TEXTO APRESENTADO:
>>>

Todo átomo do mundo material está jogando xadrez com a morte. Todo homem e mulher sobre a terra. E um dos nossos grandes problemas existenciais está no fato de que não sabemos bem como será a nossa partida em especial.

A expressão “quando o carnaval chegar”, imortalizada em uma canção de Chico Buarque, tornou-se uma forma bem abrasileirada de se referir aos tais “períodos sabáticos”. Morássemos na Antártida, por exemplo, e talvez tivéssemos metáforas sobre a hibernação dos ursos polares.

A expressão funciona, mas ela também permite que a problematizemos. Se pegarmos o verso completo da canção, que diz “tô me guardando pra quando o carnaval chegar”, podemos já refletir sobre alguns pontos. A primeira questão é pensar: para estarmos com nosso potencial e nossas forças em dia quando o carnaval apontar no horizonte, será que basta apenas “se guardar”?

Não adianta nada se recolher em sua caverna e marcar no calendário o seu sagrado roteiro de hibernação, se você não estiver disposto a olhar para si, a se desafiar. E, claro, olhar direito, atento, com acuidade, com aquele olhar de um Touro Indomável desafiando o oponente no ringue – sendo que o oponente aqui é você mesmo.

Em vez do ringue, talvez uma imagem mais adequada para o embate “eu-versus-eu” seja a de uma partida de xadrez. Um exemplo eloquente pode ser pincelado do filme O Sétimo Selo, do diretor Ingmar Bergman: o homem moribundo, que joga xadrez com a morte, na tentativa de permanecer um pouco mais na terra. Vã a tentativa? Ainda que saibamos que todos nós perderemos no final, cada minuto ganho não deixa de ser uma pequena vitória?

<<<

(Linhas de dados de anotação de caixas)
>>>

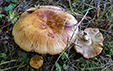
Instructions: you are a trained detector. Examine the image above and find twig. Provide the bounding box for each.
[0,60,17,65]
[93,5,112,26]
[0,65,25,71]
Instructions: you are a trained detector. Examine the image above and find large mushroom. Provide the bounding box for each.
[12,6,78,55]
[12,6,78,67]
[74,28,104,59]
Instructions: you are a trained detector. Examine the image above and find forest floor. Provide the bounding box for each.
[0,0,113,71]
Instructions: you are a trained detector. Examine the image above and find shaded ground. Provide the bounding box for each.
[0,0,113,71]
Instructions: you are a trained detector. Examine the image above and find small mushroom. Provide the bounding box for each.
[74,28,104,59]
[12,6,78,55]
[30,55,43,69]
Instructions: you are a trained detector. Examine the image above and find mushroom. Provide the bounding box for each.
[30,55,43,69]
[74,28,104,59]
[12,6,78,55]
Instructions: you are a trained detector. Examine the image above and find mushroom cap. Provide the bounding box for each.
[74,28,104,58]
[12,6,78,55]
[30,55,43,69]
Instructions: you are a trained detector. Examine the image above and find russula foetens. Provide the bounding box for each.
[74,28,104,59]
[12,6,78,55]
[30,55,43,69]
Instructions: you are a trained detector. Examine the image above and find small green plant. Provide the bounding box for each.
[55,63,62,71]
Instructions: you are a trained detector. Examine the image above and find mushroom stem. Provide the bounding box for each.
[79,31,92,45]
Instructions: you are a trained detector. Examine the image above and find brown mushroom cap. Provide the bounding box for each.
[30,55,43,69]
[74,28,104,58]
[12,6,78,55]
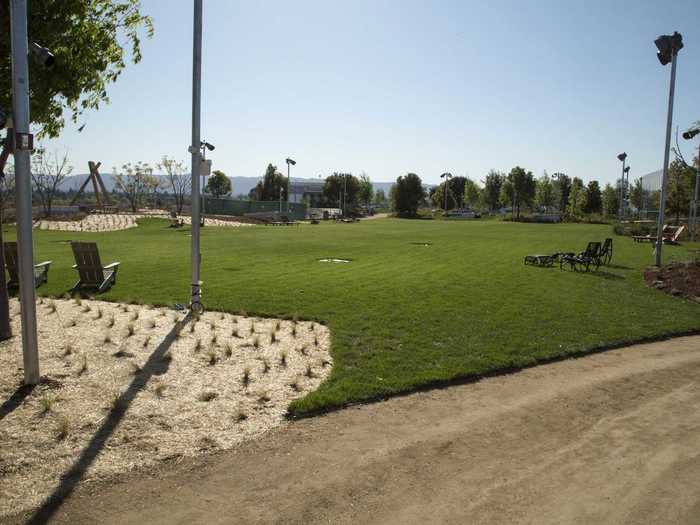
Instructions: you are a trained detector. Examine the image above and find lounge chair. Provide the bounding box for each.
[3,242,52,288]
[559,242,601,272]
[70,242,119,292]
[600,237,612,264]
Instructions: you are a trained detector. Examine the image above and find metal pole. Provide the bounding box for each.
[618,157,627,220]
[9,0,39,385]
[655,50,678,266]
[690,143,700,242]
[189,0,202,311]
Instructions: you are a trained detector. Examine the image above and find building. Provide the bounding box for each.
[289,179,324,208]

<<<

EXERCÍCIOS PROPOSTOS:
1. Responda às perguntas abaixo com base no texto sobre o carnaval e o xadrez com a morte:
(a) De quem é a canção que imortalizou a expressão "quando o carnaval chegar"?
(b) Em que lugar, segundo o texto, talvez tivéssemos metáforas sobre a hibernação dos ursos polares?
(c) De que filme e de que diretor vem a imagem do homem moribundo que joga xadrez com a morte?
2. Por favor, prossiga com o texto sobre o carnaval e o xadrez com a morte a partir de onde ele termina.

RESPOSTAS DOS EXERCÍCIOS:
1.
(a) De Chico Buarque.
(b) Na Antártida.
(c) Do filme O Sétimo Selo, do diretor Ingmar Bergman.

2.
Muito astutamente, Bergman deixa em aberto a alegoria sobre o cavaleiro medieval que luta pela vida através do jogo de xadrez. Ele não fala apenas de um homem idoso já próximo da morte física: não, ele fala de todos nós. Somos todos moribundos, e, na verdade, dar as costas ao tabuleiro não implica necessariamente em anular a sua partida de xadrez.

Todo átomo do mundo material está jogando xadrez com a morte. Todo homem e mulher sobre a terra. Somos pó, dele viemos e a ele voltaremos. E um dos nossos grandes problemas existenciais está no fato de que não sabemos bem como será a nossa partida em especial. Alguns jogadores jogam com afinco, fazem as jogadas perfeitas, mas a morte está disposta a aplicar um xeque-mate em poucos lances, amealhando uma vitória rápida. Já outros são jogadores relapsos, descuidados, que por sorte encontram sua oponente igualmente distraída, menos preocupada em mexer as peças do que em afiar sua foice, e por isso a partida acaba sendo longa, lânguida.

Seja como for, a consciência do xadrez com a morte é que nos permite valorizar os períodos sabáticos. Sabemos que nossa cronologia na terra possui um tempo delimitado, e que abandonar tudo e todos não significa apenas um bocejar na eternidade. Sempre temos pendências e assuntos para resolver. Existem peças no tabuleiro que aguardam ansiosamente a sua próxima jogada. Assim, não basta apenas “se guardar” para o carnaval – é preciso buscar o xeque-mate. Do contrário, vai entrar errante na passarela.

E não para por aí. Fico pensando se não é também nossa responsabilidade elaborar novos e revigorantes carnavais. Afinal, somos responsáveis pelas festas – nunca vi chover confete e serpentina de nuvem alguma. Os organizadores também dançam. Somos carnavalescos e passistas a um só tempo. Enfeitamos as passarelas por onde celebraremos à noite toda, como bons Dionísios dos trópicos que somos. Por tudo isso, os períodos sabáticos não envolvem só a faxina na nossa cabeça, mas também a decoração, a fantasia, a trilha sonora, e os bastidores.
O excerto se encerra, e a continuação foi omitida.